This section of the LSF Batch User's Guide gives a quick introduction to LSF Base, LSF Batch, LSF Make and LSF MultiCluster products. After reading the conceptual material, you should be able to begin using LSF. The rest of the guide contains more detailed information on LSF features and commands.
LSF is a suite of workload management products from Platform Computing Corporation. The LSF Suite includes LSF Batch, LSF JobScheduler, LSF MultiCluster, LSF Make, and LSF Analyzer all running on top of the LSF Base system.
LSF manages, monitors, and analyzes the workload for a heterogeneous network of computers and it unites a group of UNIX and NT computers into a single system to make better use of the resources on a network. Hosts from various vendors can be integrated into a seamless system. You can submit your job and leave the system to find the best host to run your programs.
LSF supports sequential and parallel applications running as interactive and batch jobs. LSF also allows new distributed applications to be developed through LSF Application Programming Interface (API), C programming libraries and a tool kit of programs for writing shell scripts.
With LSF you can use a network of heterogeneous computers as a single system. You are no longer limited to the resources on your own workstation. You do not need to rewrite or change your programs to take advantage of LSF. You only need to learn a few simple commands and the resources of your entire network will be within reach.
LSF can automatically select hosts in a heterogeneous environment based on the current load conditions and the resource requirements of the applications.
-*-
§ QUESTIONS ON THE MATERIAL:
1. Answer these from the LSF introduction, each on its own line:
(a) Which company makes the LSF suite?
(b) What two kinds of computers does LSF unite into a single system?
(c) On what two things does LSF base its automatic choice of hosts?
2. From the LSF introduction, reproduce the passage starting with "LSF can automatically" and going on through "of the applications.".
3. Decide whether each statement agrees with the LSF introduction. Give yes or no and quote the words that settle it.
(a) Programs have to be changed before they can take advantage of LSF.
(b) LSF handles both sequential and parallel applications.
(c) LSF Analyzer runs on top of the LSF Base system.

§ PROVIDED MATERIAL:
-*-
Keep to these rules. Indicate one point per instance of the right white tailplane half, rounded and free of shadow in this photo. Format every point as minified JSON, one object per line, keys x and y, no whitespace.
-*-
§ ANSWERS TO THE EXERCISES:
1.
(a) Platform Computing Corporation
(b) UNIX and NT computers
(c) The current load conditions and the resource requirements of the applications

2.
LSF can automatically select hosts in a heterogeneous environment based on the current load conditions and the resource requirements of the applications.

3.
(a) No: "You do not need to rewrite or change your programs to take advantage of LSF."
(b) Yes: "LSF supports sequential and parallel applications running as interactive and batch jobs."
(c) Yes: "LSF Batch, LSF JobScheduler, LSF MultiCluster, LSF Make, and LSF Analyzer all running on top of the LSF Base system."